## Task inputs:
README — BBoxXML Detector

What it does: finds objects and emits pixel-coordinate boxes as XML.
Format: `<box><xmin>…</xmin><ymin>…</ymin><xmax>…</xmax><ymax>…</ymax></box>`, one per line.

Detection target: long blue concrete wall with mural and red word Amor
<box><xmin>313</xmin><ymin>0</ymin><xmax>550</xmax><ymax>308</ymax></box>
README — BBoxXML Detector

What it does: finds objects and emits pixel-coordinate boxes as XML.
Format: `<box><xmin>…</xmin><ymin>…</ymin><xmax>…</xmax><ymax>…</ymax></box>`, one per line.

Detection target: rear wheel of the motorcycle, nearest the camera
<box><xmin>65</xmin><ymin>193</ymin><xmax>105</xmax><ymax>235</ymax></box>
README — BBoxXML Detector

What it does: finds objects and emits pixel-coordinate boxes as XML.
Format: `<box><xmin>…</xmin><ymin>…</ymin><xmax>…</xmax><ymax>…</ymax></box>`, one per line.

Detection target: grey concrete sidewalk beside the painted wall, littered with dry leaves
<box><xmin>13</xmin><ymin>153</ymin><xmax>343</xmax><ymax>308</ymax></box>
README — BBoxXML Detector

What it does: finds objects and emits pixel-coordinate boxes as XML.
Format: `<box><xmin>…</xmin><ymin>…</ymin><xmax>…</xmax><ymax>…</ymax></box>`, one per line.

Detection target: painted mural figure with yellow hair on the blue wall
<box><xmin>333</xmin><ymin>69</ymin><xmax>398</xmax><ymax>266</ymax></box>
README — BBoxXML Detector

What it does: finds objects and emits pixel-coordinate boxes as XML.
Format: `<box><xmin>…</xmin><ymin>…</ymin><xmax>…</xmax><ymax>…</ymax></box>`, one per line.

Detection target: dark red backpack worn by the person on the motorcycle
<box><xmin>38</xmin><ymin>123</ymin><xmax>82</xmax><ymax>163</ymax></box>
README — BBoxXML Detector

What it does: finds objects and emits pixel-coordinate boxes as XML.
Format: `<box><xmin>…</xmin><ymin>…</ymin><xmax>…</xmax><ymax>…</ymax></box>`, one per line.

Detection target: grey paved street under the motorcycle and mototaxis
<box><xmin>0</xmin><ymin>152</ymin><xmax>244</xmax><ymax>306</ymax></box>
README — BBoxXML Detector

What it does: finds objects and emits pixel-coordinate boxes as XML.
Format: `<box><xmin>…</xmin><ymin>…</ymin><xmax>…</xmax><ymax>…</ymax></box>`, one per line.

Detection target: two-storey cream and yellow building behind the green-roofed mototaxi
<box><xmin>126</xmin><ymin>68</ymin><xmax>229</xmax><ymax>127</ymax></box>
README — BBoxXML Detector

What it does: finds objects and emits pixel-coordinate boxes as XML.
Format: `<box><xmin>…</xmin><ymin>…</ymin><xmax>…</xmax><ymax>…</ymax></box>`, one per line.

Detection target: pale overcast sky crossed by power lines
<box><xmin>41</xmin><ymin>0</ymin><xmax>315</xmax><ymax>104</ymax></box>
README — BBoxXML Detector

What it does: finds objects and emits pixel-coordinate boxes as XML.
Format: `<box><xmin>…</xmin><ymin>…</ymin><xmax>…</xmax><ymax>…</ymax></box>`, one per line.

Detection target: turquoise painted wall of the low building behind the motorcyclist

## Your instructions:
A word-for-word transcription of all the data is needed.

## Result for this exercise:
README — BBoxXML Detector

What it does: finds objects and emits pixel-coordinate boxes as XML.
Format: `<box><xmin>…</xmin><ymin>…</ymin><xmax>…</xmax><ymax>…</ymax></box>`, one per line.

Detection target: long blue concrete wall with mural and red word Amor
<box><xmin>313</xmin><ymin>0</ymin><xmax>550</xmax><ymax>308</ymax></box>
README — BBoxXML Detector

What it does: finds objects and emits pixel-coordinate boxes as XML.
Format: `<box><xmin>…</xmin><ymin>…</ymin><xmax>…</xmax><ymax>…</ymax></box>`, one per line.

Detection target: rear wheel of the motorcycle, nearest the camera
<box><xmin>65</xmin><ymin>193</ymin><xmax>105</xmax><ymax>235</ymax></box>
README — BBoxXML Detector

What it does: finds objects and emits pixel-coordinate boxes as XML.
Format: `<box><xmin>…</xmin><ymin>…</ymin><xmax>…</xmax><ymax>…</ymax></box>`, one per line.

Detection target: grey concrete sidewalk beside the painted wall, littered with dry leaves
<box><xmin>13</xmin><ymin>153</ymin><xmax>343</xmax><ymax>308</ymax></box>
README — BBoxXML Detector

What it does: finds objects and emits pixel-coordinate boxes as XML.
Format: `<box><xmin>…</xmin><ymin>…</ymin><xmax>…</xmax><ymax>…</ymax></box>`, one per line.

Detection target: painted mural figure with yellow hair on the blue wall
<box><xmin>333</xmin><ymin>69</ymin><xmax>398</xmax><ymax>266</ymax></box>
README — BBoxXML Detector

What it does: finds objects and emits pixel-coordinate boxes as XML.
Format: `<box><xmin>…</xmin><ymin>…</ymin><xmax>…</xmax><ymax>…</ymax></box>`, one per line.

Detection target: dark red backpack worn by the person on the motorcycle
<box><xmin>38</xmin><ymin>123</ymin><xmax>82</xmax><ymax>163</ymax></box>
README — BBoxXML Detector

What it does: finds objects and emits pixel-coordinate boxes as XML.
Format: `<box><xmin>…</xmin><ymin>…</ymin><xmax>…</xmax><ymax>…</ymax></box>`, one per line.

Detection target: grey paved street under the motorcycle and mototaxis
<box><xmin>0</xmin><ymin>152</ymin><xmax>244</xmax><ymax>306</ymax></box>
README — BBoxXML Detector

What it does: finds objects and emits pixel-coordinate boxes as XML.
Format: `<box><xmin>…</xmin><ymin>…</ymin><xmax>…</xmax><ymax>…</ymax></box>`, one per line.

Detection target: two-storey cream and yellow building behind the green-roofed mototaxi
<box><xmin>126</xmin><ymin>68</ymin><xmax>229</xmax><ymax>127</ymax></box>
README — BBoxXML Detector

What it does: finds objects and emits pixel-coordinate boxes as XML.
Format: `<box><xmin>…</xmin><ymin>…</ymin><xmax>…</xmax><ymax>…</ymax></box>`, one per line.

Detection target: pale overcast sky crossed by power lines
<box><xmin>41</xmin><ymin>0</ymin><xmax>315</xmax><ymax>104</ymax></box>
README — BBoxXML Detector

What it does: finds objects and emits pixel-coordinate boxes as XML.
Format: `<box><xmin>…</xmin><ymin>…</ymin><xmax>…</xmax><ymax>…</ymax></box>`, one per line.

Detection target: turquoise painted wall of the low building behind the motorcyclist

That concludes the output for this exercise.